+++ Source data +++
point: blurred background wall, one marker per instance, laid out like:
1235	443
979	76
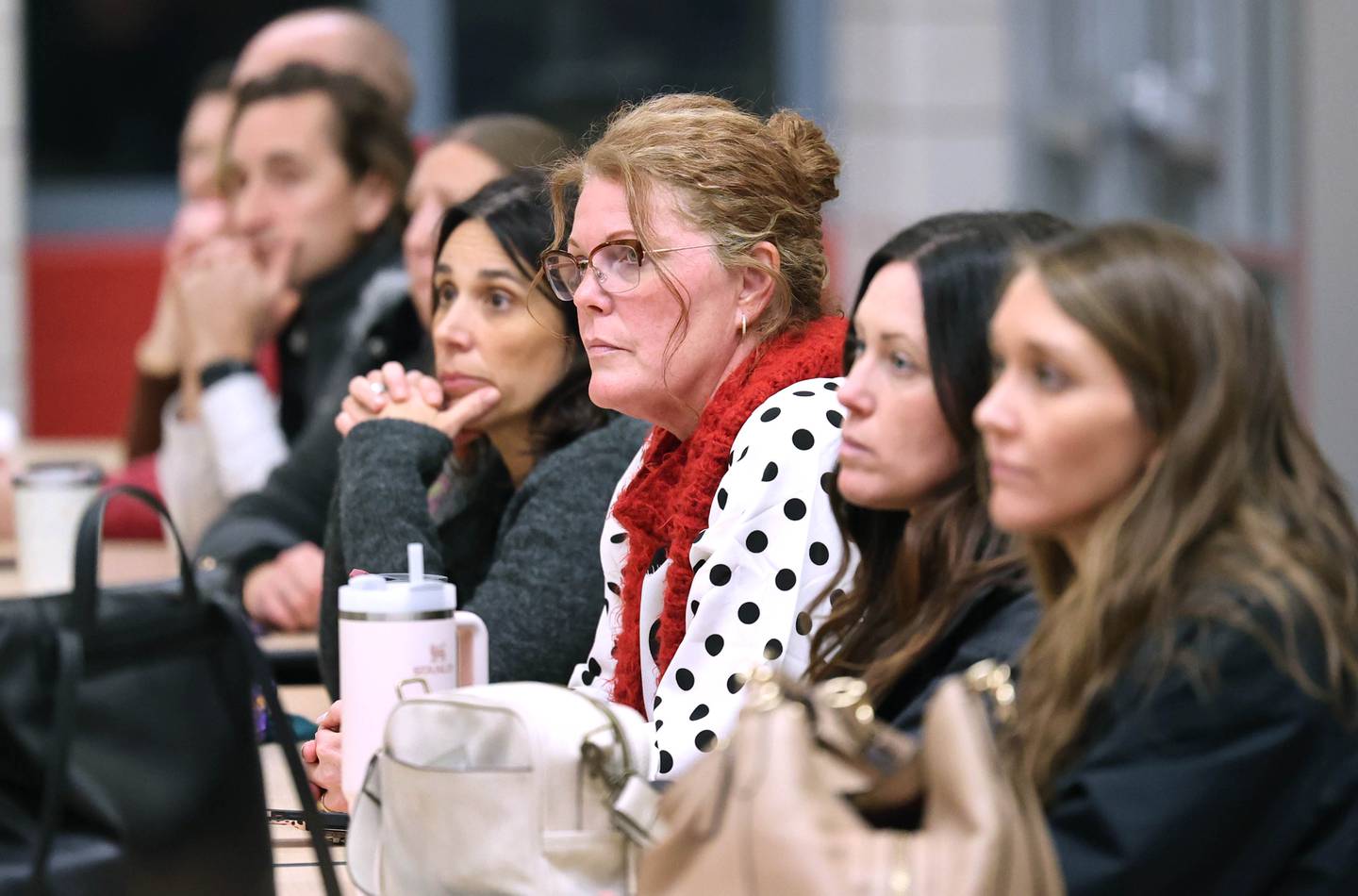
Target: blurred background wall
1232	117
+++
What is required: Please copy out every line of the records above word for word, leaving out the pictures.

Exercise output:
point: blurred background wall, one marker per instance, laid out like:
1235	443
979	76
Target: blurred background wall
1232	117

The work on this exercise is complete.